__Task list__.
1) According to the stimulation device text, what kinds of standard short-distance communication can the communication module 150 perform?
2) Retype the stimulation device text from "A tDCS waveform is" to "111 to 117.".
3) In the stimulation device text, restate the paragraph beginning "A tDCS waveform is generated" as a short list, keeping its main facts.

__Text excerpt__.
The non-invasive stimulation device 100 of the present invention can further include a communication module 150. The communication module 150 can perform standard short-distance communication such as WiFi or Bluetooth. The control unit 140 can transmit the subject's biometric information and information on the operation of the non-invasive stimulation device 100 to the subject's terminal (e.g., a smartphone, a computer, etc.) through the communication module 150. In addition, the control unit 140 can transmit information on the treatment mode or number of times using the non-invasive stimulation device 100 to the subject's terminal. In this case, the subject can receive guidance on the use of the non-invasive stimulation device 100 and can also receive maintenance for the product.

FIG. 3 is a waveform diagram schematically showing a tDCS waveform and tACS waveform in an electrical stimulation signal.

A tDCS waveform is generated as a direct current signal and applies an electrical stimulation signal of the same polarity to the electrode modules 111 to 117 for a preset treatment time. In contrast, a tACS waveform is generated as an alternating current signal and applies an electrical stimulation signal of the form of a square wave (dotted line) or sinusoidal wave (solid line) to the electrode modules 111 to 117.

__Dataset entries__.

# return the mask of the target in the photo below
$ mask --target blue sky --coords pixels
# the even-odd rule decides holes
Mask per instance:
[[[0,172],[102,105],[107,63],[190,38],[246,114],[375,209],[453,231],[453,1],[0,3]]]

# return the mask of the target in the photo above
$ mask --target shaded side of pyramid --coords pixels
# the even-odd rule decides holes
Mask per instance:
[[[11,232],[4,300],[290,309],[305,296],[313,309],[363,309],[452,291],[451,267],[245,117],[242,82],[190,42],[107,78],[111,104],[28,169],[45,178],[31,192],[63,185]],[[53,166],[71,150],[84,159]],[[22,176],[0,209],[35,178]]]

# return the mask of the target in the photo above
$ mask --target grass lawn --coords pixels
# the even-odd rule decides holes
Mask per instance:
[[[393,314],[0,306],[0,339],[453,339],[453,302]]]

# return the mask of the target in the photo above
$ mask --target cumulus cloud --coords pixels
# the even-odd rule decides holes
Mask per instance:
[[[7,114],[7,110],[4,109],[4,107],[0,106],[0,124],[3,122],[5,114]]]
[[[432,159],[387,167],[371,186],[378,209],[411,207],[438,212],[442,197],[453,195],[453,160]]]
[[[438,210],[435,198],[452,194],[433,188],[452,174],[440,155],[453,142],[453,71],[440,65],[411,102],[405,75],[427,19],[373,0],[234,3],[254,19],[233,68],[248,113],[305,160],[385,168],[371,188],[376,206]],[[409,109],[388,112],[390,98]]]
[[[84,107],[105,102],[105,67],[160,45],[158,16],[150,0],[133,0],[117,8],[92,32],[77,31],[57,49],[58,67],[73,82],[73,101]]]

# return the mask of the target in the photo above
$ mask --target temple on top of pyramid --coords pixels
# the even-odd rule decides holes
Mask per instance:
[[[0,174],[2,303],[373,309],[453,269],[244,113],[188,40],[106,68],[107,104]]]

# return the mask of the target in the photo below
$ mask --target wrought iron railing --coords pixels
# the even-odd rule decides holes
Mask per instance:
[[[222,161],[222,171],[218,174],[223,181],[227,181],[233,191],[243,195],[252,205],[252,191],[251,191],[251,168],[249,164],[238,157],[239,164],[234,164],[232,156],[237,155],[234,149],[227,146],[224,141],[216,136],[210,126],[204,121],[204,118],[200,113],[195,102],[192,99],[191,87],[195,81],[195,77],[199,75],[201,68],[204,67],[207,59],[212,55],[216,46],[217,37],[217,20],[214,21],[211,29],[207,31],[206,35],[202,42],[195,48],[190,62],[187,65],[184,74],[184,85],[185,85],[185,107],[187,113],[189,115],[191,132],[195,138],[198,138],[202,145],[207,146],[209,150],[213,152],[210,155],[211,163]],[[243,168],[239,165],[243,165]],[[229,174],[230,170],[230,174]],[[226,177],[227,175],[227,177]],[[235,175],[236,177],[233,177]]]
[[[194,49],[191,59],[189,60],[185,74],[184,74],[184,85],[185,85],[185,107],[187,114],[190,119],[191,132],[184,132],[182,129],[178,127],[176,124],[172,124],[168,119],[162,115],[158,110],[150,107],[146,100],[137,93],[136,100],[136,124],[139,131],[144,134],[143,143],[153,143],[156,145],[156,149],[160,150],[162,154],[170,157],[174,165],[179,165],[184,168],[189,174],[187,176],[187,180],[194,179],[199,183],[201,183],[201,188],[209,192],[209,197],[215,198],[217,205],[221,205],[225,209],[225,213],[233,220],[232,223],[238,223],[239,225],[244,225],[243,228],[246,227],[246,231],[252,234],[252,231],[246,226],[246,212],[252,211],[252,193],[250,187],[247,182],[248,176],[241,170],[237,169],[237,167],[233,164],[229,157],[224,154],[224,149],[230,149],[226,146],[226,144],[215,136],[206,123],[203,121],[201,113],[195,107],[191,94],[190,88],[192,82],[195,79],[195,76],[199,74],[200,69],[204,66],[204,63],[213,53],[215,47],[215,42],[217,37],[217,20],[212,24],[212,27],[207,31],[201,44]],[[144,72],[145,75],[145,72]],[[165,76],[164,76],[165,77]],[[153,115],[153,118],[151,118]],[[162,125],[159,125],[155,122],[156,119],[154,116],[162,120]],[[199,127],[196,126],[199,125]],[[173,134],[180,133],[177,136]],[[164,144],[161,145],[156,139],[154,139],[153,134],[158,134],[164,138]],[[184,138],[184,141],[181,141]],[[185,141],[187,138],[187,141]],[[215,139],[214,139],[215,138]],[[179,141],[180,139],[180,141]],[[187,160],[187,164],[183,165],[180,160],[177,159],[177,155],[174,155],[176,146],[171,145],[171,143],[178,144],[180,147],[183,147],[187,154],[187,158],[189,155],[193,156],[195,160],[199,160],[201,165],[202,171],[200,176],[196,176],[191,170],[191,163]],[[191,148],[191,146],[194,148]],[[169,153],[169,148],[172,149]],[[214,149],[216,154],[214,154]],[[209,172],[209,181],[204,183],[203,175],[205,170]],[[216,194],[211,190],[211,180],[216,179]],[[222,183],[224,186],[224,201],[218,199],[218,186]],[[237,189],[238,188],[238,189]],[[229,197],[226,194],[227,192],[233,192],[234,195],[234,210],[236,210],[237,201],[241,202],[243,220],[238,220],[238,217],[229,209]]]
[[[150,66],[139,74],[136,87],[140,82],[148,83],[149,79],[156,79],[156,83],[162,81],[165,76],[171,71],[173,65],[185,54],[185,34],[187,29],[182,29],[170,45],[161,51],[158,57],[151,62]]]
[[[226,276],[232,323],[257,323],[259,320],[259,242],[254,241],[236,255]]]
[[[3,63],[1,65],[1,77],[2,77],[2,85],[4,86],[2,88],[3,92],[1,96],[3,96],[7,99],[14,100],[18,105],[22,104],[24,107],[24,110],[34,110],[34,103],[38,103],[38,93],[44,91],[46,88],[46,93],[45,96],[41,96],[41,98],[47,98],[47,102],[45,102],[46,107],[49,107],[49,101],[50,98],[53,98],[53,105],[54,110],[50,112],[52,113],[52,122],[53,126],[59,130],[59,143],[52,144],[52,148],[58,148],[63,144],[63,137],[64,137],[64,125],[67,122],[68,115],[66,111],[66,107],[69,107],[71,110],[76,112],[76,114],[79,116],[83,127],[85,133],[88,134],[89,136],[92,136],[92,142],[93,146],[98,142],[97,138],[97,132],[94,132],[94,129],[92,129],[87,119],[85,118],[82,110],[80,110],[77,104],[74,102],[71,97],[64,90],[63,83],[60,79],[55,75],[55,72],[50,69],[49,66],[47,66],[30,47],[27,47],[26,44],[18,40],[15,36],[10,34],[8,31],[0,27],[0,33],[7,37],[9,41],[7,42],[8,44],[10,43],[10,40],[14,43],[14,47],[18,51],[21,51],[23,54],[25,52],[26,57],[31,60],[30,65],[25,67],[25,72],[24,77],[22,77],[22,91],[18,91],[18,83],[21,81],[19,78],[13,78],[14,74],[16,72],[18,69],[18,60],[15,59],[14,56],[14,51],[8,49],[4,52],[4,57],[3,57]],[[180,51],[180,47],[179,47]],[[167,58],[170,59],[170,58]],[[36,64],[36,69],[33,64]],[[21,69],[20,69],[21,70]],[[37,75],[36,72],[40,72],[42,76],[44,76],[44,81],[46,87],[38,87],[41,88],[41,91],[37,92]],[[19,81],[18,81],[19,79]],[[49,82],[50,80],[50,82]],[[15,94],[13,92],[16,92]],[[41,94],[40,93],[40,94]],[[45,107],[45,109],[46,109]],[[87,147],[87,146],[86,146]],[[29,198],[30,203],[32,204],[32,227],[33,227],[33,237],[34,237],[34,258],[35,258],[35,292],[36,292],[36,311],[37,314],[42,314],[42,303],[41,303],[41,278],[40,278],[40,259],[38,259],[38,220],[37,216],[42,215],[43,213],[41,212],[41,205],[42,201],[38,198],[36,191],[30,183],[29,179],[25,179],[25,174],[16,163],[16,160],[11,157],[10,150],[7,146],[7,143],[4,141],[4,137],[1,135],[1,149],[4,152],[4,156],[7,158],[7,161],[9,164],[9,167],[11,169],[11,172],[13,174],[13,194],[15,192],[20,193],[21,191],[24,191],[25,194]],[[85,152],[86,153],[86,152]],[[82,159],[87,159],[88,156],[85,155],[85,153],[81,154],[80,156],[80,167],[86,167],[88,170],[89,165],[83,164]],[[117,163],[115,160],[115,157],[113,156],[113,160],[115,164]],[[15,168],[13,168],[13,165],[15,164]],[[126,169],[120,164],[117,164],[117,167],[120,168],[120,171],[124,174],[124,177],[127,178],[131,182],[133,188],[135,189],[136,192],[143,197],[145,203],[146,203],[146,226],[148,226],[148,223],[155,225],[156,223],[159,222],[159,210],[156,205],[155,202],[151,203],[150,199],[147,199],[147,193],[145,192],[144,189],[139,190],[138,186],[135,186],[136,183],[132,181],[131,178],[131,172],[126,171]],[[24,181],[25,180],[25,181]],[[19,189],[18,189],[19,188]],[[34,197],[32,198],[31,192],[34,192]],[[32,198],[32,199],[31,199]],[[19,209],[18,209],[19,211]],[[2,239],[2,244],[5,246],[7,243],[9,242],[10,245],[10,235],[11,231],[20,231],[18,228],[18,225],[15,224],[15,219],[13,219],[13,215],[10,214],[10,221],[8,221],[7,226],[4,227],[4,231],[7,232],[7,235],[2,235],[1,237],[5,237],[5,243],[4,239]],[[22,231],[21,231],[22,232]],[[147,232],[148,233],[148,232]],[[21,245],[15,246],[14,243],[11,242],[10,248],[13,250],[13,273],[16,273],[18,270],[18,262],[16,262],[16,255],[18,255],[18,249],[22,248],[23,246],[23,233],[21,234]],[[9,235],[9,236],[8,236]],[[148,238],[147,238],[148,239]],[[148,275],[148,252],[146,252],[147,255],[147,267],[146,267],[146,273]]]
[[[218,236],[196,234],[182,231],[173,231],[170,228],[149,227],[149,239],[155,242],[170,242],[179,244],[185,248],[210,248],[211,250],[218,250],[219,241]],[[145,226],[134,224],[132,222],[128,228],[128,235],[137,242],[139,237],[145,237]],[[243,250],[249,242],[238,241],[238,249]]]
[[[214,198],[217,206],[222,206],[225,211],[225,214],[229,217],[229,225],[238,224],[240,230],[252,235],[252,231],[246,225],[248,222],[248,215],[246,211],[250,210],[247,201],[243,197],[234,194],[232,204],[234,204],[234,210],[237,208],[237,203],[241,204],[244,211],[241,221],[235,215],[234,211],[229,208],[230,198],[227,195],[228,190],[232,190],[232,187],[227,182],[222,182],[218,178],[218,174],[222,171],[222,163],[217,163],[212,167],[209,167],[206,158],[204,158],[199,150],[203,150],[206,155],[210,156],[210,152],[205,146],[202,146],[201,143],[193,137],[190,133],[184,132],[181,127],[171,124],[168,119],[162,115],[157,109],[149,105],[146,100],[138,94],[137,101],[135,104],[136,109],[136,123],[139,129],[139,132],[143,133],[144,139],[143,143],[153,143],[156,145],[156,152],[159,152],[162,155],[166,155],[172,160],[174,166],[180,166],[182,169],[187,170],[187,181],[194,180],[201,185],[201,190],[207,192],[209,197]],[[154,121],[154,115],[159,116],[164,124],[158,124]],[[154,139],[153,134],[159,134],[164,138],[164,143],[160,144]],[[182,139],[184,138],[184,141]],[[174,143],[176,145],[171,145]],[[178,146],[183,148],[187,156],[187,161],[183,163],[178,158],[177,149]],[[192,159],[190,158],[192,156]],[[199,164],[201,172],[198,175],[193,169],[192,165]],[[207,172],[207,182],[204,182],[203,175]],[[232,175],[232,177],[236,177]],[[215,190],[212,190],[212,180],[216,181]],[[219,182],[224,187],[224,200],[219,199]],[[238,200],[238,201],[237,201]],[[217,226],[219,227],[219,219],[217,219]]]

__Solutions to each task__.
1) WiFi or Bluetooth.

2)
A tDCS waveform is generated as a direct current signal and applies an electrical stimulation signal of the same polarity to the electrode modules 111 to 117 for a preset treatment time. In contrast, a tACS waveform is generated as an alternating current signal and applies an electrical stimulation signal of the form of a square wave (dotted line) or sinusoidal wave (solid line) to the electrode modules 111 to 117.

3)
- tDCS waveform: a direct current signal that applies an electrical stimulation signal of the same polarity to electrode modules 111 to 117 for a preset treatment time.
- tACS waveform: an alternating current signal that applies an electrical stimulation signal shaped as a square wave (dotted line) or sinusoidal wave (solid line) to electrode modules 111 to 117.